» **TASK STATEMENT**: Rewrite the data as a numbered list, from its first line through the line containing "box: [400, 272, 442, 321]", leaving out any blank lines.
[Opening INPUT RECORDS section]
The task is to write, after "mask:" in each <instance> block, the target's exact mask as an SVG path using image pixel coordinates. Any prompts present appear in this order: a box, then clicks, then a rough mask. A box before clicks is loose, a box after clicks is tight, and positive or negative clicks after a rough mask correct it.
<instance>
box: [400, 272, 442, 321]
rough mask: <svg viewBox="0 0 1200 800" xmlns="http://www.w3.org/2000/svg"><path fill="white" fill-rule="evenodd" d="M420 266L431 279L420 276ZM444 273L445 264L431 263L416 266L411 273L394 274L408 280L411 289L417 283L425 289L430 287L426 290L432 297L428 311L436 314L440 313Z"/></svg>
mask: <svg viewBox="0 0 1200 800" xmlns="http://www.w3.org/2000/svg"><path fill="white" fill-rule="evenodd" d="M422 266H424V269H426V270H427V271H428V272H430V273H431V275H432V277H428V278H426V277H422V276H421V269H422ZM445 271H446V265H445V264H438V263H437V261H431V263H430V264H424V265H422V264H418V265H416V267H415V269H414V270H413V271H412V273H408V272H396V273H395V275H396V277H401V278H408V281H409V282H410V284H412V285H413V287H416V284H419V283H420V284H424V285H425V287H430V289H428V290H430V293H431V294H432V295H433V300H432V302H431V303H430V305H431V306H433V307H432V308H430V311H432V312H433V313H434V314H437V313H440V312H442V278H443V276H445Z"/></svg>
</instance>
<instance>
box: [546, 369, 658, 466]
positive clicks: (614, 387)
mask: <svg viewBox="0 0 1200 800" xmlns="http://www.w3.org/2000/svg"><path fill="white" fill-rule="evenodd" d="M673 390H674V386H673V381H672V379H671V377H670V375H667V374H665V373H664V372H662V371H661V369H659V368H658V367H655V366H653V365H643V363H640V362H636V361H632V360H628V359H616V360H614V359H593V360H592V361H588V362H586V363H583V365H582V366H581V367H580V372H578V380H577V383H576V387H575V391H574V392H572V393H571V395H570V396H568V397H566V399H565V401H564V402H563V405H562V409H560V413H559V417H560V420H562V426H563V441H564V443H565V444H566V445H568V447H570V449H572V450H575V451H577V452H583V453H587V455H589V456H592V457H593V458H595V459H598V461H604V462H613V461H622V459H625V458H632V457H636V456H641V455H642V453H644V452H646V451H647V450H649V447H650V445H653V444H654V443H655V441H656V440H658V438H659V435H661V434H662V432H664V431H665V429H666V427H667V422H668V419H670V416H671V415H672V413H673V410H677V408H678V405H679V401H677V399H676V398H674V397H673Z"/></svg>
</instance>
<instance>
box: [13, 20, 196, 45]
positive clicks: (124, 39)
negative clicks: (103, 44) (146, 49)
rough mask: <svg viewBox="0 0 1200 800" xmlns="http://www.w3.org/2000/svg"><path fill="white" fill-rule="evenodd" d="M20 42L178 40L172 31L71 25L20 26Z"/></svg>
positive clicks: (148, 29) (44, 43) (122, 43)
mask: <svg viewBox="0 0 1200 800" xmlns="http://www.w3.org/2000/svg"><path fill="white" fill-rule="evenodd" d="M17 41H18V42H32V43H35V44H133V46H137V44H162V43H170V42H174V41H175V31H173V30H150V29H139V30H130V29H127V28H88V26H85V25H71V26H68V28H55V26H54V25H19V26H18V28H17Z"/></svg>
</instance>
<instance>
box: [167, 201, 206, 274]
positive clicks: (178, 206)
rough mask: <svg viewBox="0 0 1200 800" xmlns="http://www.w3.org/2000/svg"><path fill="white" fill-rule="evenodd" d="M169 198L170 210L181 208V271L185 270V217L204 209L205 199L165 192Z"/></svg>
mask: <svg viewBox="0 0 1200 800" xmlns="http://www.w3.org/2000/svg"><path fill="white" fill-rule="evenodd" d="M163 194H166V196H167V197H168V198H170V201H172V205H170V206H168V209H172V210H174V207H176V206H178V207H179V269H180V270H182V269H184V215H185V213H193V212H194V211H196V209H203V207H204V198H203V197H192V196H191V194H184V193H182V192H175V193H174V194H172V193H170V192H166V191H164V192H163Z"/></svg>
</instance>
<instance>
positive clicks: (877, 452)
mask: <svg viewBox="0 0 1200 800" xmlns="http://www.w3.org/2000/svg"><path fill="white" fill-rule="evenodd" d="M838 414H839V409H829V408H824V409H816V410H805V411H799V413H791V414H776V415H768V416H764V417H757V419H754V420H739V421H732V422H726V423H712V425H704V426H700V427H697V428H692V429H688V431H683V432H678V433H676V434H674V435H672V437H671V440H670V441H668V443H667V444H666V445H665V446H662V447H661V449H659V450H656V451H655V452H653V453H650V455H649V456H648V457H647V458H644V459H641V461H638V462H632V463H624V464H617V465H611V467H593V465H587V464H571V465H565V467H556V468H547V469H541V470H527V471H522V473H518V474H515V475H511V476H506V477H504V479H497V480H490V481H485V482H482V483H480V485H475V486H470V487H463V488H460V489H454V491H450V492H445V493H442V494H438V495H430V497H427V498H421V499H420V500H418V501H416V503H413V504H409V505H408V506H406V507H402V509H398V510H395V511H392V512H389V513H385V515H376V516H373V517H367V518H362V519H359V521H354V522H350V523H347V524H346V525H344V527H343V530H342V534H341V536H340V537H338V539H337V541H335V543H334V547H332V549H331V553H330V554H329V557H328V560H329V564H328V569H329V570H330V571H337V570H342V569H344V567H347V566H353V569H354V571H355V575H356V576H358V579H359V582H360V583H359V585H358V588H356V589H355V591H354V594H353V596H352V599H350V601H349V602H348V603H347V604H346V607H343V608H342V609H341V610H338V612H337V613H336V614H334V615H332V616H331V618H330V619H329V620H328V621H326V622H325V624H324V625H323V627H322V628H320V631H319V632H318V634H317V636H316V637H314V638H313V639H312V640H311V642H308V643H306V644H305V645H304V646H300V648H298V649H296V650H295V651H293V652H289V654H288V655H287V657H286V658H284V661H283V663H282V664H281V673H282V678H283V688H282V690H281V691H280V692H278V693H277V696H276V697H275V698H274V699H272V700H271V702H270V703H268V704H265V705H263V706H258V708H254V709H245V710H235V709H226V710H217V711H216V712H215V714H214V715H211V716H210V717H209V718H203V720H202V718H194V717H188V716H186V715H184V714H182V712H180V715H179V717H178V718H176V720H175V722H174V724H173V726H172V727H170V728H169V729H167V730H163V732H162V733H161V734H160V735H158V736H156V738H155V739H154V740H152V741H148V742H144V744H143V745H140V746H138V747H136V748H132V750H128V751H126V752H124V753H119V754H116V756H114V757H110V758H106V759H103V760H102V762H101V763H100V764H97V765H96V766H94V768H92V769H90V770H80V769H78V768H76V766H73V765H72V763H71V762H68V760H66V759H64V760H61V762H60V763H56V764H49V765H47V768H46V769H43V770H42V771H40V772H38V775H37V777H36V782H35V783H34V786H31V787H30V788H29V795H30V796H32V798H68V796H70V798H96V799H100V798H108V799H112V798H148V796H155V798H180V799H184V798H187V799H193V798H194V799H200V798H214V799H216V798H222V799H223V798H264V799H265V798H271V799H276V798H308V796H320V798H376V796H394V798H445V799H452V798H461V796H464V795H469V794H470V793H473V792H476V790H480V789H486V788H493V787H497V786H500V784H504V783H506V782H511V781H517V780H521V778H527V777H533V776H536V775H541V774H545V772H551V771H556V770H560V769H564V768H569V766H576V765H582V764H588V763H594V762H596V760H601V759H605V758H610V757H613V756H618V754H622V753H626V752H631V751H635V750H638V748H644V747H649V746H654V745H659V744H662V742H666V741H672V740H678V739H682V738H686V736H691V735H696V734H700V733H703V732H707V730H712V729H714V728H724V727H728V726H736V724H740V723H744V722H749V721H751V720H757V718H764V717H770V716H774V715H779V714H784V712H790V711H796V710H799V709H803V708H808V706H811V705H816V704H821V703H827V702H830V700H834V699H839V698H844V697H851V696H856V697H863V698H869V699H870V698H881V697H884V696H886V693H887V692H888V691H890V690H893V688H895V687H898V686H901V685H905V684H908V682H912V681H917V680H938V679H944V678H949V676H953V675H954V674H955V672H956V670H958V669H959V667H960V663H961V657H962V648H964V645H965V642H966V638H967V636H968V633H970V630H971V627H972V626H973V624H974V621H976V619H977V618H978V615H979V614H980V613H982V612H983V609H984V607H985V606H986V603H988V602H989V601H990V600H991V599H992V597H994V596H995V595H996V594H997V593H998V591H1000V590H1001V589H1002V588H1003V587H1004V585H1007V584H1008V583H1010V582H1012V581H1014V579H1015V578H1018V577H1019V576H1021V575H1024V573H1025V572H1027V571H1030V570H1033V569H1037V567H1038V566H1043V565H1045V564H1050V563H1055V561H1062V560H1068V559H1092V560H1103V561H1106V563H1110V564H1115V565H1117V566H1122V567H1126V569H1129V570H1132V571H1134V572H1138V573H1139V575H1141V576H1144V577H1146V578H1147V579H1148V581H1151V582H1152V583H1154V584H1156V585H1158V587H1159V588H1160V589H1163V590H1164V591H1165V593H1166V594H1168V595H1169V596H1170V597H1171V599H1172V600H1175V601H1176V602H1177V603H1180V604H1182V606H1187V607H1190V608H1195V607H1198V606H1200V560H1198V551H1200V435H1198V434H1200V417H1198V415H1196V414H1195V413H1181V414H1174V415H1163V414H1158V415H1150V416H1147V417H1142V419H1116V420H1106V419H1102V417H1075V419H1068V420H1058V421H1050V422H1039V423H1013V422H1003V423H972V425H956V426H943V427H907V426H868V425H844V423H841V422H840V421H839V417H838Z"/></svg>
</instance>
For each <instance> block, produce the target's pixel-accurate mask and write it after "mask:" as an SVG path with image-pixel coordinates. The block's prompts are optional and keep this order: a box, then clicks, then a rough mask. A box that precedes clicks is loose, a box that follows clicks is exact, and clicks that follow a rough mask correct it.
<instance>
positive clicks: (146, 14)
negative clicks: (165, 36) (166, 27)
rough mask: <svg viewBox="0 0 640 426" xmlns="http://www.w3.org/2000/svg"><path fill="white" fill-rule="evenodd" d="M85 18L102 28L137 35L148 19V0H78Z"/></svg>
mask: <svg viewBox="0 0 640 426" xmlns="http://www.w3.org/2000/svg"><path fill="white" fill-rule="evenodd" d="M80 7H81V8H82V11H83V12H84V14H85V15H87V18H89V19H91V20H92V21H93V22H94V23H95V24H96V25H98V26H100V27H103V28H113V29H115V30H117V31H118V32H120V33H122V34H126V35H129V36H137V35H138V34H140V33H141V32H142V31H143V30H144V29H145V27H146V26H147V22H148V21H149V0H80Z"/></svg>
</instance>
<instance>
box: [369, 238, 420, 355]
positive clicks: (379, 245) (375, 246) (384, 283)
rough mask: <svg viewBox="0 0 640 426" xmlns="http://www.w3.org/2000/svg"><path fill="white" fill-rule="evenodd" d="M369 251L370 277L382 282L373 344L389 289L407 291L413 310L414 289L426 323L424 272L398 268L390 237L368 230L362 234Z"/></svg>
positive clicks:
[Closing INPUT RECORDS section]
» **ANSWER BOX**:
1. The task is to write, after "mask:" in each <instance> block, the target's exact mask as an SVG path using image pixel coordinates. Any prompts present appear in this order: a box, then clicks, then a rough mask. A box before clicks is loose, a box after clicks is tight, and positive or negative clicks after a rough mask correct it.
2. <instance>
3. box: [400, 272, 442, 321]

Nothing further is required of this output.